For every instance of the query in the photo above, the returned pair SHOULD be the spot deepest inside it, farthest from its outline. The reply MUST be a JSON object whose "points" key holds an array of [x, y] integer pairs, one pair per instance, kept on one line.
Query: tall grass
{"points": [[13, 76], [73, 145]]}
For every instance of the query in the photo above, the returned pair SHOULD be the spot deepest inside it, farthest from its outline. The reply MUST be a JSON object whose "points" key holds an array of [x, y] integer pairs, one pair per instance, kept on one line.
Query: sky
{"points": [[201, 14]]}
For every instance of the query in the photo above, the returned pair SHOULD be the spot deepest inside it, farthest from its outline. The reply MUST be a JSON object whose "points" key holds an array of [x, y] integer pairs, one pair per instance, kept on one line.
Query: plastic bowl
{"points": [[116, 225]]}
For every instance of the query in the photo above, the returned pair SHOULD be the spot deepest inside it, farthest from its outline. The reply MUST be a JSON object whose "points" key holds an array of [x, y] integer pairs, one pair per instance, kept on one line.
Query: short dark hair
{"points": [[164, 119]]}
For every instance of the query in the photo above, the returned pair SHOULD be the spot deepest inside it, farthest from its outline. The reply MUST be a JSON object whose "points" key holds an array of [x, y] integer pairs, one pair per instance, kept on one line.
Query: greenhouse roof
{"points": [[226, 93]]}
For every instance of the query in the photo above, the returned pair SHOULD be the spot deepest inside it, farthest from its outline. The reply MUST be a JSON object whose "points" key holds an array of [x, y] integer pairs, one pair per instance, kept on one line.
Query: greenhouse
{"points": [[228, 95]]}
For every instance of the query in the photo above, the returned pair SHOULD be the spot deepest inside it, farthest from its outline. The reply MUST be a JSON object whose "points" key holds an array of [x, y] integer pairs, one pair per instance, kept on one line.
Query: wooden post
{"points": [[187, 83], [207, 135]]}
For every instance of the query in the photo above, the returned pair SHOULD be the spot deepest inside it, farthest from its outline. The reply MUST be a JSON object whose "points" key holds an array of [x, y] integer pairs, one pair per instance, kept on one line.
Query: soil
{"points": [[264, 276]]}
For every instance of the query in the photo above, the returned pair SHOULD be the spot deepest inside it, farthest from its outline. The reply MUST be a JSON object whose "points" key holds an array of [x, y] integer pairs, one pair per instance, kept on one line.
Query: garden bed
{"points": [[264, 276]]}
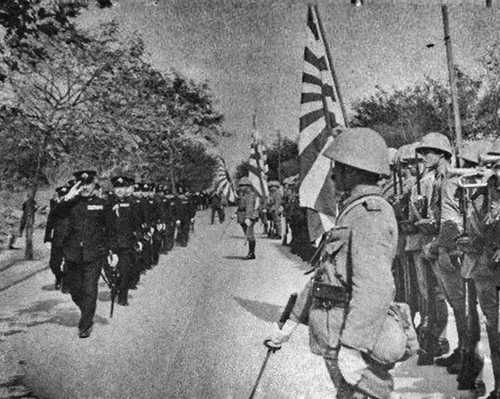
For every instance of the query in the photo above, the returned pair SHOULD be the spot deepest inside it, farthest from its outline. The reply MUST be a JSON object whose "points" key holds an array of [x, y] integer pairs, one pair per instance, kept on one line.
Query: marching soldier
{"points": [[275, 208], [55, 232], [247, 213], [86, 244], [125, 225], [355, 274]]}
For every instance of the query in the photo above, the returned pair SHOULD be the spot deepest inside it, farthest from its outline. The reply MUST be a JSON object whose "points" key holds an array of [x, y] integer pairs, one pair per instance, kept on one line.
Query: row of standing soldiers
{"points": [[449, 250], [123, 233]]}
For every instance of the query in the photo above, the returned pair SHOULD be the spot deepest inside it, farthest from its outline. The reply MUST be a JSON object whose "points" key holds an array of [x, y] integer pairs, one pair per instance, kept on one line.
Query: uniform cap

::::

§ Directions
Omit every picture, and otherwise quote the entries exactly.

§ Solution for this problem
For every instance of the query in the photo above, the returned pair SHOULD be the spot deepest inside it, farthest from its outline. The reply MUST be a JSON object whose "points" key holds an array of [x, y] integer pairs, one pair per instance, kept on one line.
Query: tall grass
{"points": [[13, 76], [73, 145]]}
For every instance of the query in the photo above, the returned pair SHOULD be the spot deepest inside it, farthest from its outline. The reply MUST be a JSON object whose "points" key holds an array of [x, y] integer pairs, one pair per instance, kept on one line.
Query: sky
{"points": [[201, 14]]}
For every instance of the query in the photo above, the returned pair SHOULD be the spot deepest inside it, farthest from its outline. The reply MUST be a JSON object whose "points" key holds an array of [x, y] integer pairs, one pair per instance, kept on one line.
Query: plastic bowl
{"points": [[116, 225]]}
For every instance of the query in the photo above, the returned pair SHOULD be the spot deepest inside it, farthest from its outline. The reply MUST be a JSON object whose "points" key holds an array of [x, y] integer pairs, one pair per instance, kept on one line.
Query: short dark hair
{"points": [[164, 119]]}
For every instance of the query in the photo above, the returned pair SHOULD be the spot deepest inside it, farthest from its outline. The reply MUST be a JSON object whose "points" key holds an array of [x, y] integer pairs, one pair per instance, kept on one line.
Query: greenhouse roof
{"points": [[226, 93]]}
For every instance of the query in the photo above, the returned pair SHOULD be the spot deepest inside it, farthest from its outline. The reply MUST be a JSON object whose "points" key holds an array of [x, y] integer pairs, one pair per instance, kept on one line.
Query: greenhouse
{"points": [[228, 95]]}
For every instance of the query in the photo above, the returned pair SHOULD be the spot deepest inside it, farthest from its outline. The reply MUST be a JSON object whose "points" key holds an array of [x, y] integer pairs, one pair per instance, kept on one line.
Query: wooden post
{"points": [[187, 83], [207, 135]]}
For every instance of the query in the photo above, the returned pair SHOULD be the spot deepest inside it, farthest from its outline. The reply MUST be a JSON object whose "points" key holds an array of [x, y] integer pairs, one pair per instance, kept on one line.
Query: soil
{"points": [[264, 276]]}
For every instance of the query in the photo above, the returned pair SHOULD be the spot deepest inside it, farthest from its outline. The reply MUST be a JSON object whose "points" key holds an array of [x, y] integer pairs, one pair per instance, kept on one line.
Query: garden bed
{"points": [[264, 276]]}
For every instance of the query in the photo above, the returned pair SHOULD be the spot deepest inside it, farthest from its outline. The reply MUST be a JSON object whose "points" key holds an array of [x, y] integer pairs, one pair per instance, kept on one line.
Query: marching soldier
{"points": [[275, 208], [55, 232], [247, 213], [86, 244], [125, 225], [355, 274]]}
For every instance of the query in the photo above, the returned pair SHOULD be the spot deepest inside it, farthest from its outline. The reply MUST be a JSON object whose "points" key holds an array of [x, y] integer pairs, one pair per instance, kept on one line.
Query: row of standing soldiers
{"points": [[449, 250], [123, 233]]}
For every instance of the query in the photo above, the returned pair SHOULD be the spot deepest inside it, farthest from its outline. The reply MUST be a JSON object whose "points" key holds an array of [x, y] integer pairs, one pair per instance, kept on one line.
Query: uniform cap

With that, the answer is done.